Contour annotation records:
··········

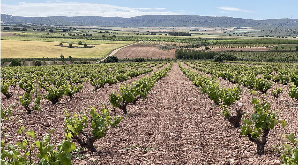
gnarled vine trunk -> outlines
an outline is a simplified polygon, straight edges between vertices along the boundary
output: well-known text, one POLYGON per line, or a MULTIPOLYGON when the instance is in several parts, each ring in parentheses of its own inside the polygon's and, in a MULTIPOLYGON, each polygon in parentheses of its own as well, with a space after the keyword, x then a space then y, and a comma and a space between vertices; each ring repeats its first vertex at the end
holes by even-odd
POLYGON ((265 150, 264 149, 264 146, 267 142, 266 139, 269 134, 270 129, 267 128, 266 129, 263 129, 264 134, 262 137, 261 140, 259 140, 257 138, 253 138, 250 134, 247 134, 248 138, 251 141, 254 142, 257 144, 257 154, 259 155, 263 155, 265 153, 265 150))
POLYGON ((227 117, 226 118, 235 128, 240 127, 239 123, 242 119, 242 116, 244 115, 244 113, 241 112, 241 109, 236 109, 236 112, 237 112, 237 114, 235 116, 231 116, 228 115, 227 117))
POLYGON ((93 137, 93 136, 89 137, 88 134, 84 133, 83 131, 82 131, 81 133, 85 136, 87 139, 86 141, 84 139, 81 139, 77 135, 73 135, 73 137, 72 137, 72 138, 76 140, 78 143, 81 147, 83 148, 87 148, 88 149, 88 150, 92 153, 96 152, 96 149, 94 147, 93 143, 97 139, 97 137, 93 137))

··········

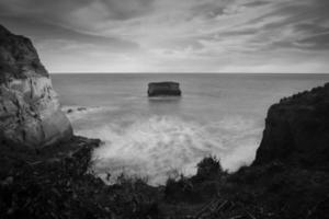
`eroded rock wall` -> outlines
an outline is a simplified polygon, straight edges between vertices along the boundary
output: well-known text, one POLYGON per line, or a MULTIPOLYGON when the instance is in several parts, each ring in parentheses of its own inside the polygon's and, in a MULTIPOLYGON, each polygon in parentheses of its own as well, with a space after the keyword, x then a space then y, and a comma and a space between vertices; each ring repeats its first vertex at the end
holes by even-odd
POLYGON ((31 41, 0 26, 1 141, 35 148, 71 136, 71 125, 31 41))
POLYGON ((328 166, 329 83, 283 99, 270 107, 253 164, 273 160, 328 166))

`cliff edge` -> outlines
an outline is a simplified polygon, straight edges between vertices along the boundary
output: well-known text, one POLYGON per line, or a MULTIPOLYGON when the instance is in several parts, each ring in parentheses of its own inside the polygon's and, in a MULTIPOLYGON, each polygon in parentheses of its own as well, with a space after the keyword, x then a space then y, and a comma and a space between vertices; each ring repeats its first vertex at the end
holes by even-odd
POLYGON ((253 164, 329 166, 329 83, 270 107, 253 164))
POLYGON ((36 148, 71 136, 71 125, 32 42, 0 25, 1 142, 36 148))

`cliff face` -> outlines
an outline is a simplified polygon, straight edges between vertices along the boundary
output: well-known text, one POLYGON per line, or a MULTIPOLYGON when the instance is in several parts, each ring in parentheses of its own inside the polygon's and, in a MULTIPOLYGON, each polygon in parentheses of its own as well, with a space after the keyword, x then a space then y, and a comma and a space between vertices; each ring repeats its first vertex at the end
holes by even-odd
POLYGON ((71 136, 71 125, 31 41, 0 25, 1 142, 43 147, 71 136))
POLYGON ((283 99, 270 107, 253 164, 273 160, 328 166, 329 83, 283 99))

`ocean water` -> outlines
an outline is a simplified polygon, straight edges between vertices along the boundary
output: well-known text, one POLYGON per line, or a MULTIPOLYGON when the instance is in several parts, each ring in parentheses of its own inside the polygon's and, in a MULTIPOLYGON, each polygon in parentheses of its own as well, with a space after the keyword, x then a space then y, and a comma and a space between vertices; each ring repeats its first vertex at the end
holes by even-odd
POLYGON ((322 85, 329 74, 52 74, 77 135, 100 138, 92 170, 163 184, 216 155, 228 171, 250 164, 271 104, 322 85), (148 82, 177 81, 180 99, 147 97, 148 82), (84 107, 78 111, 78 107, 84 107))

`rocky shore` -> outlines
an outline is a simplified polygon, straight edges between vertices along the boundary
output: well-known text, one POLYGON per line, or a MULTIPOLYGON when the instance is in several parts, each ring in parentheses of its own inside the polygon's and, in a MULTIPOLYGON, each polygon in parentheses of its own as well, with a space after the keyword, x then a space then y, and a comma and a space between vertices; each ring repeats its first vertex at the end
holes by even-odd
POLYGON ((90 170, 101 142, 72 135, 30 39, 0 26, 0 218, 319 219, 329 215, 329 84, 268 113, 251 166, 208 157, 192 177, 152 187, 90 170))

··········

Task statement:
Copy out the listing, starting with the line with "gnarled vine trunk -> outlines" and going on through the line with "POLYGON ((93 137, 93". Swap "boundary" for "perimeter" and leave everything else unchanged.

Solution to the exercise:
gnarled vine trunk -> outlines
an outline is a simplified polygon, straight edges between vertices along the perimeter
output: well-known text, one POLYGON per line, or a MULTIPOLYGON when the instance is in several parts, each ring in parentheses of its own inside the polygon's and, in a MULTIPOLYGON, each polygon in parentheses of its own as well, with a space after the keyword, x then a space then y, and a comma and a space between vertices; each ring repeats its first vertex at the end
holes by even-odd
POLYGON ((265 150, 264 149, 264 146, 267 142, 266 139, 269 134, 270 129, 267 128, 266 129, 263 129, 264 134, 262 137, 261 140, 259 140, 257 138, 253 138, 250 134, 247 134, 248 138, 251 141, 254 142, 257 144, 257 154, 259 155, 263 155, 265 153, 265 150))
POLYGON ((227 117, 226 118, 235 128, 240 127, 239 123, 242 119, 242 116, 244 115, 244 113, 241 112, 241 109, 236 109, 236 112, 237 112, 237 114, 235 116, 231 116, 228 115, 227 117))
POLYGON ((93 137, 93 136, 89 137, 88 134, 84 133, 83 131, 82 131, 81 133, 85 136, 87 139, 86 141, 84 139, 81 139, 77 135, 73 135, 73 137, 72 137, 72 138, 76 140, 78 143, 81 147, 83 148, 87 148, 88 149, 88 150, 92 153, 96 152, 96 149, 94 147, 93 143, 97 139, 97 137, 93 137))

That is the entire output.